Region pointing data
◇ ◇ ◇
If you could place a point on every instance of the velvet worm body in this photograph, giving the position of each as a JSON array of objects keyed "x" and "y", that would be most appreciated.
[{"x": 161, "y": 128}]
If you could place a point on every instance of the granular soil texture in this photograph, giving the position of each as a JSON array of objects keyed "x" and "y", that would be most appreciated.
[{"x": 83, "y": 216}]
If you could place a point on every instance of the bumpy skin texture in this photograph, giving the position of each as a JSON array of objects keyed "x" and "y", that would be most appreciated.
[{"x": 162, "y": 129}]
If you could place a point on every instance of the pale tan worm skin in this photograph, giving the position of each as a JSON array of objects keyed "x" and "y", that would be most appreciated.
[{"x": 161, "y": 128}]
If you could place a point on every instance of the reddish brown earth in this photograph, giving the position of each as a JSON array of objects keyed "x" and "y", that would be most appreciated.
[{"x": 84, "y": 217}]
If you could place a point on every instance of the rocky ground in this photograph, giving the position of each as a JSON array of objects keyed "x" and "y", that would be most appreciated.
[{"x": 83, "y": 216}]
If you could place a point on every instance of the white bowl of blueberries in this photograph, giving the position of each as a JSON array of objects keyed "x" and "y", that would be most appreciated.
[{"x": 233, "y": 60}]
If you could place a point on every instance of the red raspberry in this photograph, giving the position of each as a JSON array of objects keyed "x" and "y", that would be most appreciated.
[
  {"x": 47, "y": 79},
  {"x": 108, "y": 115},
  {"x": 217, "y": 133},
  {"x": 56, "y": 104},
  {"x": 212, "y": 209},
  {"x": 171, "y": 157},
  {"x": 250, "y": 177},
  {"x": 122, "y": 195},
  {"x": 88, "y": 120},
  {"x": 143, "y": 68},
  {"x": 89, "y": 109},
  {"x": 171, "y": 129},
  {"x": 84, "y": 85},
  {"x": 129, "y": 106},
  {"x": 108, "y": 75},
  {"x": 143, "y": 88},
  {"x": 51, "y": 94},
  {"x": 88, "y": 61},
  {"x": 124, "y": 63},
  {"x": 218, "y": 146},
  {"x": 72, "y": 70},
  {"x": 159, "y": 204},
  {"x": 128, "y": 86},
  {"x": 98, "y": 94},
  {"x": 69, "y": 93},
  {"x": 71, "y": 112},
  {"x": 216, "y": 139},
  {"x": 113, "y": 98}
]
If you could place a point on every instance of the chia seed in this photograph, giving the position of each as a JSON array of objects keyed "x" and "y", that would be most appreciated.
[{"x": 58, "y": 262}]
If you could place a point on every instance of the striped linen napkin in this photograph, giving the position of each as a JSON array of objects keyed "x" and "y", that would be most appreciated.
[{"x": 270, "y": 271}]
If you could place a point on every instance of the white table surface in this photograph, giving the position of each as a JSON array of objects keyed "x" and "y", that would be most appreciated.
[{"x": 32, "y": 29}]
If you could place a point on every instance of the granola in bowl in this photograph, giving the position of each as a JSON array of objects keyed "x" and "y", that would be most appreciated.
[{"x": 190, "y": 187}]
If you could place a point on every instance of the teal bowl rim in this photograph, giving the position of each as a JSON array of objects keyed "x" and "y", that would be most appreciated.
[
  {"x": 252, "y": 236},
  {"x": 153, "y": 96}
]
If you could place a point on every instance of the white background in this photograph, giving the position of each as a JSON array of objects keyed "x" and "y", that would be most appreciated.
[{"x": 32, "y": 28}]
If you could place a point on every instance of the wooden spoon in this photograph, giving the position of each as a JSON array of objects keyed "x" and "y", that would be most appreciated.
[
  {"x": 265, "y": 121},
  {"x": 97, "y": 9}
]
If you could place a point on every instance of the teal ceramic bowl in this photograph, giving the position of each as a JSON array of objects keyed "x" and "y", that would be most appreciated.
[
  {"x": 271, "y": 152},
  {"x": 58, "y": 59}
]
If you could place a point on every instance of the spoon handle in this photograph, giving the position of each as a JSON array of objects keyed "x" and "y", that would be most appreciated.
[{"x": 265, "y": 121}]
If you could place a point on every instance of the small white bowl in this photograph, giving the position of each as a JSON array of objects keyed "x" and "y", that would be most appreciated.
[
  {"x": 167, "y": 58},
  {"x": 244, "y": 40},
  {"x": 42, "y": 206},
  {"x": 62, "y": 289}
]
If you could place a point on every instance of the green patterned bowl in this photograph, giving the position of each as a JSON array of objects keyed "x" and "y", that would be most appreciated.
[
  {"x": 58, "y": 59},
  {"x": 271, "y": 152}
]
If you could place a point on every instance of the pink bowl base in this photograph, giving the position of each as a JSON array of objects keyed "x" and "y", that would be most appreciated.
◇ ◇ ◇
- Problem details -
Retype all of the records above, word for word.

- Output for this task -
If you could place a point on every instance of the velvet worm body in this photograph, giving the position of each as a JSON array of objects keyed "x" and "y", that would be most appreciated.
[{"x": 161, "y": 128}]
If you could place a point on every instance of the granular soil texture in this photograph, giving the position of each as a JSON array of objects keyed "x" and "y", that would be most appreciated.
[{"x": 83, "y": 216}]
If you could place a point on every instance of the bumpy skin texture in this photograph, giving the position of each as a JSON array of objects keyed "x" and "y", that would be most appreciated.
[{"x": 162, "y": 129}]
If you could place a point on every instance of the pale tan worm skin in this photograph, giving the position of each as a JSON array of objects keyed "x" and "y", that would be most appreciated.
[{"x": 161, "y": 128}]
If you could place a point on every instance of the reddish brown earth in this photograph, giving the position of each as a JSON array of objects keyed "x" and "y", that would be most appreciated.
[{"x": 84, "y": 217}]
If you could place a point on every instance of the rocky ground in this photograph, giving the position of each as a JSON array of objects keyed "x" and "y", that would be most appreciated.
[{"x": 83, "y": 216}]
If you could place a point on every instance of the white bowl of blueberries in this photograph, giving the position of each as a JSON array of objects keyed "x" and "y", that would be most appreciated.
[{"x": 233, "y": 60}]
If you could place a point on every instance of the red raspberry in this photograph, giving the position of each as a JSON array of objects keyed "x" and "y", that would be most appreciated.
[
  {"x": 47, "y": 79},
  {"x": 108, "y": 115},
  {"x": 217, "y": 133},
  {"x": 56, "y": 104},
  {"x": 212, "y": 209},
  {"x": 171, "y": 157},
  {"x": 250, "y": 177},
  {"x": 122, "y": 195},
  {"x": 88, "y": 120},
  {"x": 143, "y": 68},
  {"x": 89, "y": 109},
  {"x": 171, "y": 129},
  {"x": 84, "y": 85},
  {"x": 129, "y": 106},
  {"x": 108, "y": 75},
  {"x": 143, "y": 88},
  {"x": 51, "y": 94},
  {"x": 88, "y": 61},
  {"x": 124, "y": 63},
  {"x": 218, "y": 146},
  {"x": 72, "y": 70},
  {"x": 159, "y": 204},
  {"x": 128, "y": 86},
  {"x": 98, "y": 94},
  {"x": 69, "y": 93},
  {"x": 71, "y": 112},
  {"x": 216, "y": 139},
  {"x": 113, "y": 98}
]
If you could place a point on every instance of the chia seed in this photograph, giving the position of each as a JSON array of objects keyed "x" and "y", that would be most appreciated.
[{"x": 58, "y": 262}]
If you could place a point on every instance of the striped linen napkin in this photograph, giving the position of each as a JSON array of objects keyed "x" and "y", that would be most appreciated.
[{"x": 270, "y": 271}]
If you could place a point on every instance of the white table surface in this photograph, giving the position of each as a JSON array of objects keyed "x" and "y", that would be most appreciated.
[{"x": 32, "y": 29}]
If you could place a point on every instance of the granola in bowl in this photograph, giving the position of each as a JSON array of objects keyed "x" and "y", that would be most appreciated.
[{"x": 190, "y": 187}]
If you could place a point on every instance of the teal bowl rim in this photograph, giving the position of each as a JSON array of objects keyed "x" and "y", that would be most appreciated.
[
  {"x": 252, "y": 236},
  {"x": 153, "y": 96}
]
If you could place a point on every instance of the white background in this photograph, giving the position of each as a JSON array of objects keyed "x" and "y", that would be most appreciated.
[{"x": 32, "y": 28}]
If you could place a point on every instance of the wooden spoon in this photograph, giving the position of each as a JSON array of objects keyed "x" and "y", that would be most appreciated.
[
  {"x": 265, "y": 121},
  {"x": 97, "y": 9}
]
If you could place a point on every instance of the teal ceramic bowl in this photograph, giving the position of each as a JSON array of objects keyed "x" and "y", that would be most appreciated.
[
  {"x": 271, "y": 152},
  {"x": 58, "y": 59}
]
If you could place a point on every instance of the spoon handle in this photograph, giving the position of each as a JSON array of objects keyed "x" and "y", that would be most appreciated.
[{"x": 265, "y": 121}]
If you could place a point on every instance of the small white bowl in this photograph, giving the position of each as a JSON array of objects keyed "x" and "y", that would be most appreciated.
[
  {"x": 167, "y": 58},
  {"x": 244, "y": 40},
  {"x": 42, "y": 206},
  {"x": 62, "y": 289}
]
If you could place a point on every instance of the green patterned bowl in this photograph, giving the position of each as a JSON array of objects keyed "x" and "y", that would be most appreciated.
[
  {"x": 58, "y": 59},
  {"x": 271, "y": 152}
]
If you could place a point on every instance of the pink bowl base in this photograph, giving the position of each as a JSON array of objects keyed "x" and "y", that would be most appreciated.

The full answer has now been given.